PAGE TEXT:

══════════════════════════════

As usual you guys never cease to amaze me. Who knew so many women would show up to yesterday’s conversation and share their experience? I’m not alone. And we can figure out a way to cope. And more importantly keep going. I found that the act of writing about my issues with PMS helped tremendously. Coming clean, as to say- here it is, this is where I’m going to need help. Writing is the best therapy for me. It makes me lighter.
I’m doing well. Hell, I’m doing good even. Yes I am dealing with 4 pounds of water weight, but who cares? 4 pounds is not the big picture. It’s silly. It’s water. It will go away and then more will go away and I will be a better person for sticking it out. My weight does not make me a bad person. This is a daily reminder. Being obese is not a crime.
And this brings me to my next topic: contradiction. I would say 100% that my beliefs and ideas contradict each other. This may be confusing to some people that know me. “But you said yesterday…” yes, but I changed my mind. Or I’ve decided that this and that need to go together. It’s just how I am and the way I eat is no different.

══════════════════════════════

(Free-text descriptions of objects)

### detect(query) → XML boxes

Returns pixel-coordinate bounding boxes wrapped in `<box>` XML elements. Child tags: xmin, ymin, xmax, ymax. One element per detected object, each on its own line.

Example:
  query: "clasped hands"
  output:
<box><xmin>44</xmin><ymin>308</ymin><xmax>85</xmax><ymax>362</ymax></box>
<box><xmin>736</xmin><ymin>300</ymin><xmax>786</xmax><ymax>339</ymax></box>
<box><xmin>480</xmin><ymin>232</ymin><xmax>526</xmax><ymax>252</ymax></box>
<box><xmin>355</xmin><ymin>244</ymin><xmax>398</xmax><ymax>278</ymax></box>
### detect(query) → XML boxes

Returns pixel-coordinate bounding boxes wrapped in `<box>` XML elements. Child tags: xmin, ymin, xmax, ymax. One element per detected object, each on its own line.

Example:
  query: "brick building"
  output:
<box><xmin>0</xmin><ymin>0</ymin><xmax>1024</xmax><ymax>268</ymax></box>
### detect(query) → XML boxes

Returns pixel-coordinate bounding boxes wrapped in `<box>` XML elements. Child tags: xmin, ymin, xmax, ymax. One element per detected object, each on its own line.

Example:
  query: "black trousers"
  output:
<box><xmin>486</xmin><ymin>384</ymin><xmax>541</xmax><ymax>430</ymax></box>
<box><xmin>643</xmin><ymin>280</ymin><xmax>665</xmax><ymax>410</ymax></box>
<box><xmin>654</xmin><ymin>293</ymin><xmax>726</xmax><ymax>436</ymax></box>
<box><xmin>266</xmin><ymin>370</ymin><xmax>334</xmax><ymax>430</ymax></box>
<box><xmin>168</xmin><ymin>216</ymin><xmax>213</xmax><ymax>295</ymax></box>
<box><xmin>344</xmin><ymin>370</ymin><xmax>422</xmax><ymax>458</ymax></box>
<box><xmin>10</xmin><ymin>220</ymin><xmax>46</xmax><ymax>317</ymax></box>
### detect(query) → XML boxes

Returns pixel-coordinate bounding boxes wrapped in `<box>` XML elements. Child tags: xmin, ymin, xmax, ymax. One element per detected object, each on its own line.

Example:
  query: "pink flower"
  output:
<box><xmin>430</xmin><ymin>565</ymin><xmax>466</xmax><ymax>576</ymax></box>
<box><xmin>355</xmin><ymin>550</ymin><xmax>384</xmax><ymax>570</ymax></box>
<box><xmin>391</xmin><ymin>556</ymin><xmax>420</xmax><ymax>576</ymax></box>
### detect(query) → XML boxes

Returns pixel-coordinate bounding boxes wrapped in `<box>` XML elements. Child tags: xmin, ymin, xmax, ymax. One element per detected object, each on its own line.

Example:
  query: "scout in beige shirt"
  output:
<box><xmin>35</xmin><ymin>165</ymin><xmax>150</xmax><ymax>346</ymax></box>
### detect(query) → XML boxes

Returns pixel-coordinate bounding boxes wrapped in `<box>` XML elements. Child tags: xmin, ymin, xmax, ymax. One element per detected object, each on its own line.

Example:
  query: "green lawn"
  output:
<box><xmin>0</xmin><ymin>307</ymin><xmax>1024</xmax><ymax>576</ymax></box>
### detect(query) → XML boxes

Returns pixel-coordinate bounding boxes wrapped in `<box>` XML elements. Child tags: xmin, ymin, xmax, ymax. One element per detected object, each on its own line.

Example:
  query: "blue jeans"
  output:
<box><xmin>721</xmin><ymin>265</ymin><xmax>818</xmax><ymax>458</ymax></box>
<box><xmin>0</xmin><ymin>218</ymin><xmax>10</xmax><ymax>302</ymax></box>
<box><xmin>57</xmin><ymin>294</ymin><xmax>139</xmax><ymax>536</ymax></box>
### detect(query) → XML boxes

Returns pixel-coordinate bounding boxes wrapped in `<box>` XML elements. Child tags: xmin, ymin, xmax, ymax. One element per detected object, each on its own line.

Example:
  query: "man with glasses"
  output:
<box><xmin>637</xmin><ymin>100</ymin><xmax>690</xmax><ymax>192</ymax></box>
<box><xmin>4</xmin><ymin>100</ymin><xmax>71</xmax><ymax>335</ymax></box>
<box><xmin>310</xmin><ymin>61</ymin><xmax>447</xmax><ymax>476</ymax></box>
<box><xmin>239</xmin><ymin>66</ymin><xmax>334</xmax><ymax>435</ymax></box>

══════════════════════════════

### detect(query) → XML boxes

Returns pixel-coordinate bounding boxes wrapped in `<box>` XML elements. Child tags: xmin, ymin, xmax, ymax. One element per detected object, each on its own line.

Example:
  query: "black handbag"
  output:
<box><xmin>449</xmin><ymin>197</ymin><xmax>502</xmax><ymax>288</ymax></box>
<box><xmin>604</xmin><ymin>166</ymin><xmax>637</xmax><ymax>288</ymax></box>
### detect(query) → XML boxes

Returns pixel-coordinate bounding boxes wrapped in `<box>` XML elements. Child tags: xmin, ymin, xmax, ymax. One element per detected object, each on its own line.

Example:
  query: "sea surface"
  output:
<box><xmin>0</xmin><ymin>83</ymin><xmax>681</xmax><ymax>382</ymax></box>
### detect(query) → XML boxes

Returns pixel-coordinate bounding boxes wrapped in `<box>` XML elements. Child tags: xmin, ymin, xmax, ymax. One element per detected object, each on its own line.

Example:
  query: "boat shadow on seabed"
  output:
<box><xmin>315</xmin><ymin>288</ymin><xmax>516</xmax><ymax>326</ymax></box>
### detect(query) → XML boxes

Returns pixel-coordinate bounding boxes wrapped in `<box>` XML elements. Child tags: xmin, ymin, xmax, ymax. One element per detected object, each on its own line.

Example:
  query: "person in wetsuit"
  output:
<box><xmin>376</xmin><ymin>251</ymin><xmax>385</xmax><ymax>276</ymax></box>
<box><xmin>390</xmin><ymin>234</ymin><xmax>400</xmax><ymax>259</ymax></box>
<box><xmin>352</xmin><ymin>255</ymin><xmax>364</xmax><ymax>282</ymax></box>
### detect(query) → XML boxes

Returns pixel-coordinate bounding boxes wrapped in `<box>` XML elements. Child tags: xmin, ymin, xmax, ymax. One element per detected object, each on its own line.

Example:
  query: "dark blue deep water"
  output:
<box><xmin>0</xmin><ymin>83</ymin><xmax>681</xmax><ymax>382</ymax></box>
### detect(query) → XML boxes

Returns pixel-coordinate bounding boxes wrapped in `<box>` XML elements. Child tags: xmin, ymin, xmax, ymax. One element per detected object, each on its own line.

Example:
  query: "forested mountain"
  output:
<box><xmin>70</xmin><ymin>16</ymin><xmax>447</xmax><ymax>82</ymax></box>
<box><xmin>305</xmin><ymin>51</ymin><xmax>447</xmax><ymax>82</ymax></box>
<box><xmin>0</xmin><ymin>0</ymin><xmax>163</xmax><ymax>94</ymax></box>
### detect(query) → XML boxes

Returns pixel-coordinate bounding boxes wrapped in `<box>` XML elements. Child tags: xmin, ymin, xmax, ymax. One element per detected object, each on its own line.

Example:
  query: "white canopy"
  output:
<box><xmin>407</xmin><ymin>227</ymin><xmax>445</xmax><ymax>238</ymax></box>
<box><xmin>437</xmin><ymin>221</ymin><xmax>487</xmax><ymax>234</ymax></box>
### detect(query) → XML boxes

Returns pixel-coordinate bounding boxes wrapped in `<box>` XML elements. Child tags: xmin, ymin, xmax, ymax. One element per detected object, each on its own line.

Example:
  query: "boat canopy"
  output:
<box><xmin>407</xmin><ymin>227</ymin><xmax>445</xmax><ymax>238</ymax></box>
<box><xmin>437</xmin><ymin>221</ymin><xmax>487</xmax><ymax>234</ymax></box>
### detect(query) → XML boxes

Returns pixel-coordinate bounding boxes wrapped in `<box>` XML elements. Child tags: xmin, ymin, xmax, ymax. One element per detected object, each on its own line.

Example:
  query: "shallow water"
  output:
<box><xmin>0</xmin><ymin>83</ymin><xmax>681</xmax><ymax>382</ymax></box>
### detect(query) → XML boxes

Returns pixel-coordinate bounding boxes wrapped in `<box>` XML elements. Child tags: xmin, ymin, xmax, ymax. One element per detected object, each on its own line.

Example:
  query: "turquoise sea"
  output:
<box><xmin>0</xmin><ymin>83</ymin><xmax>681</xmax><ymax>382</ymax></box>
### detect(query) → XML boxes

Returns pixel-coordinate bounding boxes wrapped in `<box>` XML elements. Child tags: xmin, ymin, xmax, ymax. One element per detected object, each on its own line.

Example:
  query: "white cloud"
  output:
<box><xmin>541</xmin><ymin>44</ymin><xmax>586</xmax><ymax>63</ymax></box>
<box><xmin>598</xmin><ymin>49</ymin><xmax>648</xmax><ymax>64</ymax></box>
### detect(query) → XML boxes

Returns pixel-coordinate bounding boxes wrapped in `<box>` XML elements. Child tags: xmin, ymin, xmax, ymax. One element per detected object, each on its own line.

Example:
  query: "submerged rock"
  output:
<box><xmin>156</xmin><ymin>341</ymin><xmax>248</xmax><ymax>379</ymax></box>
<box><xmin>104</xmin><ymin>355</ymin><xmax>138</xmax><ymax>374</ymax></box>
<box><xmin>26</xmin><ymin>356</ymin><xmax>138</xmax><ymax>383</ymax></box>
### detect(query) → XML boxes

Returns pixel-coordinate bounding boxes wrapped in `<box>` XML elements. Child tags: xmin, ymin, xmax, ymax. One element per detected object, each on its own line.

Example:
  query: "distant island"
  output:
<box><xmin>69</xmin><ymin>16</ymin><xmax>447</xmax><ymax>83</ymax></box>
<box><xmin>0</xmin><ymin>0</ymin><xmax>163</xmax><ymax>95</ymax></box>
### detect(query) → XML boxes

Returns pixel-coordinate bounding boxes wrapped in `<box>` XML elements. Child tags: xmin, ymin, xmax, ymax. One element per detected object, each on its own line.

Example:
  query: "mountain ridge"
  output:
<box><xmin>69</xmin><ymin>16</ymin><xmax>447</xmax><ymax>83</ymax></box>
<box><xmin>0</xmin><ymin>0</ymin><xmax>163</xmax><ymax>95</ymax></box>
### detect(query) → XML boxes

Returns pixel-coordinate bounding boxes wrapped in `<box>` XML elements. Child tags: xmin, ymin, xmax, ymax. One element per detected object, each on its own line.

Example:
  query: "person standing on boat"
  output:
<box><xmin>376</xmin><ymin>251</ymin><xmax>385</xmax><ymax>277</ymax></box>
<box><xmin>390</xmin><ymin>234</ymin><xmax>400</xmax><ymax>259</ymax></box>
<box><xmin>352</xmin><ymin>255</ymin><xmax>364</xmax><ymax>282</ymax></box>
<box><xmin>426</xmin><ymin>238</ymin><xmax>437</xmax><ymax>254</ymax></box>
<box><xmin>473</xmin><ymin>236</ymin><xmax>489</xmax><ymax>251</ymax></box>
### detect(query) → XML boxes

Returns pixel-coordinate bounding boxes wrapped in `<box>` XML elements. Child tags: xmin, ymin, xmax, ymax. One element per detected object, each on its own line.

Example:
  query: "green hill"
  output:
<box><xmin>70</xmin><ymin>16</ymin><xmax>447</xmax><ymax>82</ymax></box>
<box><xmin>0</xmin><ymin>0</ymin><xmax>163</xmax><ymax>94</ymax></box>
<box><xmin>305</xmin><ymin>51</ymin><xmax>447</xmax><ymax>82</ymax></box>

══════════════════════════════

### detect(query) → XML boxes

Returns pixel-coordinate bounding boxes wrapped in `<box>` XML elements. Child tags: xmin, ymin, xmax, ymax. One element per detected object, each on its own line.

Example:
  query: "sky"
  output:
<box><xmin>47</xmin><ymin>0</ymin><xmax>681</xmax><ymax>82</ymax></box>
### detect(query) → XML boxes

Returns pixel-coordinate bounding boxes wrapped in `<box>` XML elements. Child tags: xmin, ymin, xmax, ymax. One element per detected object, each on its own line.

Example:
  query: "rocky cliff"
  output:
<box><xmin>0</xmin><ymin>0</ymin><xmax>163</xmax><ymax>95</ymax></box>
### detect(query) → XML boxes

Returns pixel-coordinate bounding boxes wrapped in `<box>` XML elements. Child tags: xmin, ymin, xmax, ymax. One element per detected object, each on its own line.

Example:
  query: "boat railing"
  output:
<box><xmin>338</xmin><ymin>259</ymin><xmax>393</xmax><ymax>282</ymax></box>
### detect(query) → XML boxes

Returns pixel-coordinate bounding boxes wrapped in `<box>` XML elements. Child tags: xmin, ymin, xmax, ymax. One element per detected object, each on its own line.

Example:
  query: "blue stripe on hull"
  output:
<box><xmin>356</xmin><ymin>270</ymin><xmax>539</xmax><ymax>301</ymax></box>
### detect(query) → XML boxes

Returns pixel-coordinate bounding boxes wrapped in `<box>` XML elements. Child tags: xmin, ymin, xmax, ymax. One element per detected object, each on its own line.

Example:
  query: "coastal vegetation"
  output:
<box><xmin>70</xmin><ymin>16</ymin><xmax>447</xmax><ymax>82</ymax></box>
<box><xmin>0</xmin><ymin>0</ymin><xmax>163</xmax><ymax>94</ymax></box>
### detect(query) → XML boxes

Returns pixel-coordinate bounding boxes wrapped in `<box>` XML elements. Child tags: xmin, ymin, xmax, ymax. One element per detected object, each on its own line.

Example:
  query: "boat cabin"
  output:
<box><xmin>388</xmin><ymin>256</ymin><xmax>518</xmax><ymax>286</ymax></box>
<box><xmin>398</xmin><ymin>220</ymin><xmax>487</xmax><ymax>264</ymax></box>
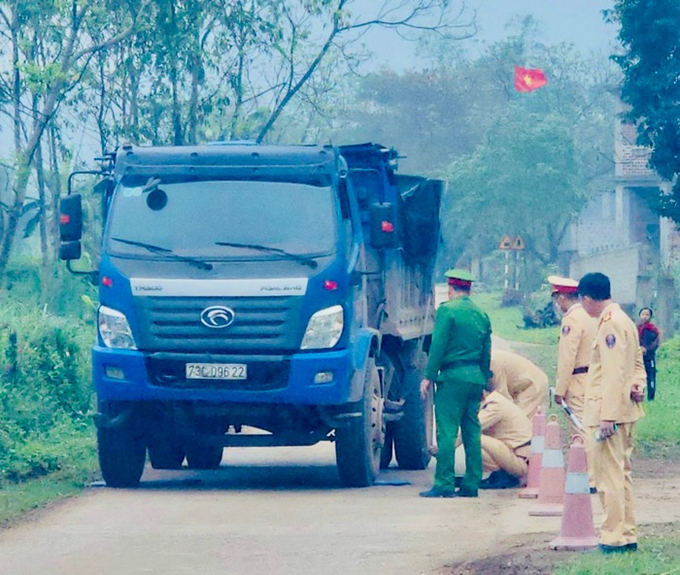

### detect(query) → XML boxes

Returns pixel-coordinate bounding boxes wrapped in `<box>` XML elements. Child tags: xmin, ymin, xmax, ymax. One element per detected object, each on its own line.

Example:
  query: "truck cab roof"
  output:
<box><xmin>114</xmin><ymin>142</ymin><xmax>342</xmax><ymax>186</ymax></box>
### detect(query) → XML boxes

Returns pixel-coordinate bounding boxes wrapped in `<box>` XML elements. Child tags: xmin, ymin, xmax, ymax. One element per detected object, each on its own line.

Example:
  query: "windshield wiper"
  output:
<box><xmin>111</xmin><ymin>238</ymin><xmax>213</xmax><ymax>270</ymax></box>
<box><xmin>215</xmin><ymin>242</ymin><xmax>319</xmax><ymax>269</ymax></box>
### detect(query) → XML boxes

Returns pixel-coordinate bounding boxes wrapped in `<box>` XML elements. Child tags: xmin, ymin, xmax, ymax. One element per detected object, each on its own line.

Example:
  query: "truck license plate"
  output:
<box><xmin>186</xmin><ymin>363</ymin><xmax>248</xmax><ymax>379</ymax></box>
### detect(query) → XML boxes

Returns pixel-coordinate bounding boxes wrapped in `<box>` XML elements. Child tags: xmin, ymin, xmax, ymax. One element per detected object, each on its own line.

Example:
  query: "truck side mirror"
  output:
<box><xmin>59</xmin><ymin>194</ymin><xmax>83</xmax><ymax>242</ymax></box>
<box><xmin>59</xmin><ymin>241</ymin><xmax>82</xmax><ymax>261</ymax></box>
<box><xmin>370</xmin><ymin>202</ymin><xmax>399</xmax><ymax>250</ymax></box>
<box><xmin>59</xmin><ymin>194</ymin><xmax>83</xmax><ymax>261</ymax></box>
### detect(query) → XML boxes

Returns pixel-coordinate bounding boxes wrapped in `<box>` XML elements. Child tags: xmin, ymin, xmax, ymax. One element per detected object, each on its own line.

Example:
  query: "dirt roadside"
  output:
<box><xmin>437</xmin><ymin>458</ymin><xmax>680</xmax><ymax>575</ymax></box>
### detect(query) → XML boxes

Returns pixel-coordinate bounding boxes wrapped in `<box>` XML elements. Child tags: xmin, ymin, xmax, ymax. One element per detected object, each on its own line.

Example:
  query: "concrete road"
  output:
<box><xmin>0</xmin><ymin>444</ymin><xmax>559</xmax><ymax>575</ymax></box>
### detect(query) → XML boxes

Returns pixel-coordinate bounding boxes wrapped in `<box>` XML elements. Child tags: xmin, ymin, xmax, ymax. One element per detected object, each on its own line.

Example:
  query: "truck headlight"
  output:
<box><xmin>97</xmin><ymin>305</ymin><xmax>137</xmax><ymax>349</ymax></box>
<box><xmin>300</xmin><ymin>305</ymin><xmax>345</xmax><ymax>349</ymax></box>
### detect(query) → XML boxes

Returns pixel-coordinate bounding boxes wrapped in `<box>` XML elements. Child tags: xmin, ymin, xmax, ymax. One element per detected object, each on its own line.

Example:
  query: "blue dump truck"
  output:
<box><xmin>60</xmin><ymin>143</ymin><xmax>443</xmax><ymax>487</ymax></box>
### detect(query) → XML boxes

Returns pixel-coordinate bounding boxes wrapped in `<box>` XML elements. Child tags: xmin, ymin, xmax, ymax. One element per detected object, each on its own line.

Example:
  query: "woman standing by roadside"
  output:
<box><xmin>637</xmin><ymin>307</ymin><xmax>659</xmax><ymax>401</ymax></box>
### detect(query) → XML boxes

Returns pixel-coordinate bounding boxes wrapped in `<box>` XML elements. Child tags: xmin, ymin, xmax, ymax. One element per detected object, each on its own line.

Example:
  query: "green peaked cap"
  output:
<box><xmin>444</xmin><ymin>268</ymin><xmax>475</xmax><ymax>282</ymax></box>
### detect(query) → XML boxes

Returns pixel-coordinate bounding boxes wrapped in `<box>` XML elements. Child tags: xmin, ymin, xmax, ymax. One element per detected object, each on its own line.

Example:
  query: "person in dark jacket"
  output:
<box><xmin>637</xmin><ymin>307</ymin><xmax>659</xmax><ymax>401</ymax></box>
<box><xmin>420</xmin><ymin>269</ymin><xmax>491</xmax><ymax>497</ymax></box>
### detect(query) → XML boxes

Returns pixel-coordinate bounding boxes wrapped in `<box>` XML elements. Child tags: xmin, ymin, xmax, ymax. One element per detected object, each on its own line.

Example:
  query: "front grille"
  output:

══════════════════════════════

REQUIREMENT: Reproduce the post about PMS and weight word for word, everything from "As usual you" down to "makes me lighter.".

EXPECTED ANSWER:
As usual you guys never cease to amaze me. Who knew so many women would show up to yesterday’s conversation and share their experience? I’m not alone. And we can figure out a way to cope. And more importantly keep going. I found that the act of writing about my issues with PMS helped tremendously. Coming clean, as to say- here it is, this is where I’m going to need help. Writing is the best therapy for me. It makes me lighter.